* THE TASK *
Reproduce the data below in full, replacing each occurrence of "top-left corner" with "upper-left corner" and leaving everything else unchanged.

◆ ◆ ◆ ◆ ◆ ◆ ◆

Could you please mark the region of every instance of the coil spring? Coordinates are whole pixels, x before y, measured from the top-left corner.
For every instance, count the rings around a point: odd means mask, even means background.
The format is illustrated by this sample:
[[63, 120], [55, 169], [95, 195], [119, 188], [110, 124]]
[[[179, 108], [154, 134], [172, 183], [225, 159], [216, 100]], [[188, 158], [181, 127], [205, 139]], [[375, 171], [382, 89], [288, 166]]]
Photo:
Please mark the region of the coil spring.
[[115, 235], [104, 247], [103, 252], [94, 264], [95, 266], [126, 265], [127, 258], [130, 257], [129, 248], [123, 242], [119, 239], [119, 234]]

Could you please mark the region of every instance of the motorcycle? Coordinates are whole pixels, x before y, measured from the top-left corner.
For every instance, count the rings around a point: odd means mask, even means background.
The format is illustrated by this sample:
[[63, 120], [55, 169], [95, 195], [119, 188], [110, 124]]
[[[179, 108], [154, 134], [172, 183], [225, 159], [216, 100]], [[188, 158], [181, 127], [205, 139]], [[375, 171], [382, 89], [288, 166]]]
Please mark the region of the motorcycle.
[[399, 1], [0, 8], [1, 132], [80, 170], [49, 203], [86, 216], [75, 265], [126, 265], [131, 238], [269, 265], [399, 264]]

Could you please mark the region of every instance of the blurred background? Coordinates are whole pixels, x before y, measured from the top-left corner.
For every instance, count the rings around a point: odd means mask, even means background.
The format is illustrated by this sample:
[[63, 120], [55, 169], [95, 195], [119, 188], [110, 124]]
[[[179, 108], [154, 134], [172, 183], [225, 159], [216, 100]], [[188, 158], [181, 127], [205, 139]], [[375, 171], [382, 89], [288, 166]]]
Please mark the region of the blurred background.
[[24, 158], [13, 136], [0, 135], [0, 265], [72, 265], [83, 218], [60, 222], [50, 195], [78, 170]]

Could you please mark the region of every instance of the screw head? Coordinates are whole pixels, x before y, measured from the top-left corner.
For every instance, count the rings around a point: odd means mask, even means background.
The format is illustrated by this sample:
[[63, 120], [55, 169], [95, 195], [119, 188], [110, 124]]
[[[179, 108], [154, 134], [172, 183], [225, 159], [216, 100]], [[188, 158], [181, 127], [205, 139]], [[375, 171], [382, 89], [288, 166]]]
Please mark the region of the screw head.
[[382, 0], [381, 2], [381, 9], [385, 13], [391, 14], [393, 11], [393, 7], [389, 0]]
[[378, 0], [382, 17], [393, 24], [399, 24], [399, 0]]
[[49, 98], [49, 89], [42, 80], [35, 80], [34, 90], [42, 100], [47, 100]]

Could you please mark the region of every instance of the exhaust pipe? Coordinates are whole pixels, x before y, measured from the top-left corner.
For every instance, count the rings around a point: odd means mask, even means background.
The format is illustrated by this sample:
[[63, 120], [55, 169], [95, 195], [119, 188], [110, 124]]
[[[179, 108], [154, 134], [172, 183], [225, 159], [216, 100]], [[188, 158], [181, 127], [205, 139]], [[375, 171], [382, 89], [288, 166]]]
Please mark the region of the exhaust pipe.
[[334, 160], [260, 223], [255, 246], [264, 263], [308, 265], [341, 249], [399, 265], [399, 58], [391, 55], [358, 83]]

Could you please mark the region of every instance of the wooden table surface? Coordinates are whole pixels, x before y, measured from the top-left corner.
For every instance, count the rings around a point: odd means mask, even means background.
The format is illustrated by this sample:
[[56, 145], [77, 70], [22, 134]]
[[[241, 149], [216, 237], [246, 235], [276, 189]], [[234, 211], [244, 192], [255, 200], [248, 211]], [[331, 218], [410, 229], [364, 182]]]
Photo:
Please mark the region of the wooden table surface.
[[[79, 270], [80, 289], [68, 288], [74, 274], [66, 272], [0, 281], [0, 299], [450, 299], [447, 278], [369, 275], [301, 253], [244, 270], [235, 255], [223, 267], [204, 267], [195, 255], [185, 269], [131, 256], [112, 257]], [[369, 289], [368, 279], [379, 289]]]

◆ ◆ ◆ ◆ ◆ ◆ ◆

* ANSWER FOR THE TASK *
Could you please mark the region of every instance of the coil spring? Coordinates are whole pixels, x before y, measured from the upper-left corner.
For every instance, count the rings around a point: odd means mask, even means background.
The format is illustrated by this sample:
[[63, 120], [55, 169], [95, 195], [119, 188], [110, 124]]
[[[179, 108], [154, 134], [172, 183], [225, 159], [216, 100]], [[188, 158], [181, 127], [205, 139]], [[375, 171], [382, 89], [288, 166]]]
Photo:
Please mark the region of the coil spring.
[[115, 235], [104, 247], [103, 252], [94, 264], [95, 266], [126, 265], [127, 258], [130, 257], [129, 248], [123, 242], [119, 239], [119, 234]]

Could you please mark the region of every instance of the motorcycle? Coordinates are whole pixels, x before y, measured from the upper-left corner.
For every instance, count the rings around a point: odd means mask, even means background.
The format is illustrated by this sample:
[[63, 120], [55, 169], [95, 195], [119, 188], [110, 124]]
[[[179, 108], [154, 134], [172, 183], [225, 159], [216, 100]], [[188, 158], [181, 127], [205, 139]], [[375, 171], [382, 89], [288, 166]]]
Please mark the region of the motorcycle.
[[399, 1], [0, 8], [1, 132], [80, 170], [49, 203], [86, 216], [75, 265], [126, 265], [131, 238], [269, 265], [399, 264]]

Could you please mark the region of every instance of the blurred background? Coordinates are whole pixels, x before y, measured from the upper-left corner.
For every instance, count the rings around a point: odd means mask, even means background.
The format is illustrated by this sample:
[[63, 120], [55, 169], [95, 195], [119, 188], [110, 124]]
[[[179, 108], [154, 134], [172, 183], [225, 159], [216, 100]], [[188, 158], [181, 127], [205, 139]], [[375, 171], [382, 89], [288, 166]]]
Please mark the region of the blurred background.
[[24, 158], [13, 136], [0, 135], [0, 265], [72, 265], [83, 218], [60, 222], [50, 195], [78, 170]]

Could you please mark the region of every instance of the screw head? Coordinates are whole pixels, x before y, measured from the upper-left corner.
For every instance, count the rings around a point: odd means mask, even means background.
The format is illustrated by this sample:
[[63, 120], [55, 169], [95, 195], [119, 188], [110, 124]]
[[[179, 108], [154, 134], [172, 183], [225, 159], [216, 100]], [[188, 158], [181, 127], [205, 139]], [[375, 171], [382, 89], [288, 166]]]
Please mark the region of the screw head.
[[382, 0], [381, 2], [381, 9], [385, 13], [391, 14], [393, 11], [393, 7], [389, 0]]
[[378, 0], [382, 17], [393, 24], [399, 24], [399, 0]]
[[49, 98], [49, 89], [42, 80], [35, 80], [34, 90], [42, 100], [47, 100]]

Could you please mark the region of every instance of the exhaust pipe? Coordinates are whole pixels, x before y, measured from the upper-left corner.
For every instance, count the rings around a point: odd means mask, even means background.
The format is illustrated by this sample:
[[63, 120], [55, 169], [95, 195], [119, 188], [110, 124]]
[[[179, 108], [154, 134], [172, 183], [225, 159], [216, 100]], [[188, 158], [181, 127], [205, 139]], [[375, 171], [382, 89], [288, 166]]]
Please mark the region of the exhaust pipe.
[[334, 160], [260, 223], [255, 246], [264, 263], [308, 265], [341, 249], [399, 265], [399, 58], [391, 55], [358, 83]]

Could you please mark the region of every instance of the wooden table surface? Coordinates are whole pixels, x before y, measured from the upper-left corner.
For every instance, count the rings around a point: odd means mask, even means background.
The format is illustrated by this sample:
[[56, 145], [77, 70], [22, 134]]
[[[241, 149], [216, 237], [246, 235], [276, 189]], [[234, 211], [244, 192], [255, 200], [248, 211]], [[331, 218], [410, 229], [364, 182]]]
Photo:
Please mark the region of the wooden table surface.
[[[79, 270], [80, 289], [68, 288], [74, 274], [66, 272], [0, 281], [0, 299], [450, 299], [447, 278], [369, 275], [301, 253], [244, 270], [235, 255], [223, 267], [204, 267], [195, 255], [185, 269], [131, 256], [112, 257]], [[369, 289], [368, 279], [379, 289]]]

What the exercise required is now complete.